Your tasks:
**1)** Decide whether each of the statements (a), (b), and (c) agrees with the article about Lorenzo Mauldin, answering yes or no and quoting the deciding words from the article. (a) Mauldin was drafted by the New York Jets in the second round. (b) Mauldin's journey through foster care began when he was 2 years old. (c) Mauldin's four siblings were also placed into foster care.
**2)** Extract everything from "Mauldin, an intense, versatile" down to "his four siblings." in the article about Lorenzo Mauldin, copying it word for word.
**3)** Summarize the article about Lorenzo Mauldin in two sentences.

Source excerpt:
○ ○ ○ ○ ○

FLORHAM PARK, N.J. -- Lorenzo Mauldin remembers the fights, so many fights. Most of them occurred when he was 14 and 15 years old, provoked by cruel kids who mocked his appearance.
He often wore the same clothes for days at a time, tattered jeans and busted shoes held together by duct tape. He spent his entire childhood in foster homes, moving more than a dozen times with everything he owned packed into a brand-name travel satchel.
No, it was Hefty.
Mauldin wasn't able to make trips to the local shopping mall to fill his trusty trash bag with new clothes, making him a target for ridicule. The other kids laughed at him and his younger brother, and the rage came quickly.
He fought back, answering every taunt with a punch.
"I was a troubled child," he said last week. "I had a lot of anger built up. A lot of people were picking on us because we were different. That was the only way I could relieve stress. I was mad at the world."
It was understandable. The world was a mean S.O.B. to him.
Mauldin, an intense, versatile outside linebacker at Louisville, was drafted by the New York Jets in the third round. He has a new home and a new job, one that will pay him more than $1 million in the first year. He could see playing time this season in certain defensive packages.
Those close to him say his story is worthy of a movie script, and maybe they're right. It transcends football.
Born to an alcoholic, drug-dealing mother who has been imprisoned for the better part of the past 16 years, and to a father who wasn't around much because he, too, was in and out of jail, Mauldin was placed into Atlanta's family foster care system. So were his four siblings.
He never stayed in one place very long, bouncing from group homes to individual foster families in an odyssey that began when he was 2 years old. He can't remember the exact number of places he lived; he lost count after a dozen or so. He had no family life, no roots and no sense of stability.

○ ○ ○ ○ ○

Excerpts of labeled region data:
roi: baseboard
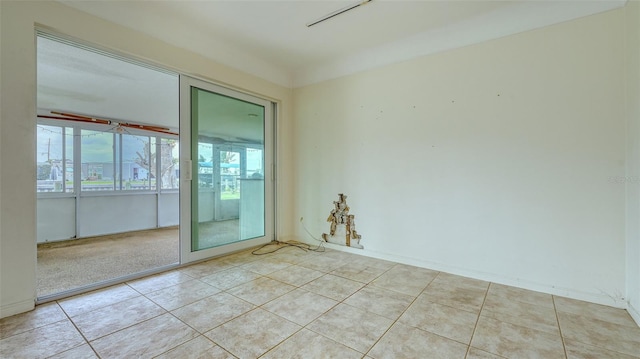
[627,303,640,327]
[297,238,637,310]
[0,300,36,318]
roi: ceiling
[61,0,626,87]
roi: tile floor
[0,247,640,359]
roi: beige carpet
[37,220,239,297]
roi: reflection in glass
[191,88,265,251]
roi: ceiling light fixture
[307,0,372,27]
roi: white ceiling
[62,0,626,87]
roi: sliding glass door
[180,77,273,263]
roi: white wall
[0,1,293,317]
[624,1,640,325]
[36,197,77,243]
[158,193,180,227]
[36,193,180,243]
[294,10,626,307]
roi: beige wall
[294,9,626,307]
[625,1,640,323]
[0,1,293,317]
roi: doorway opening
[36,32,180,302]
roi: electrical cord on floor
[251,217,325,256]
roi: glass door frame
[180,75,275,264]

○ ○ ○ ○ ○

The responses:
**1)**
(a) No: "was drafted by the New York Jets in the third round"
(b) Yes: "an odyssey that began when he was 2 years old"
(c) Yes: "So were his four siblings."

**2)**
Mauldin, an intense, versatile outside linebacker at Louisville, was drafted by the New York Jets in the third round. He has a new home and a new job, one that will pay him more than $1 million in the first year. He could see playing time this season in certain defensive packages.
Those close to him say his story is worthy of a movie script, and maybe they're right. It transcends football.
Born to an alcoholic, drug-dealing mother who has been imprisoned for the better part of the past 16 years, and to a father who wasn't around much because he, too, was in and out of jail, Mauldin was placed into Atlanta's family foster care system. So were his four siblings.

**3)** Lorenzo Mauldin, a Louisville outside linebacker drafted by the New York Jets in the third round, spent his childhood in Atlanta's foster care system because both of his parents spent long stretches in jail. He moved more than a dozen times, was mocked by other kids for his worn clothes, and answered their taunts with his fists out of pent-up anger.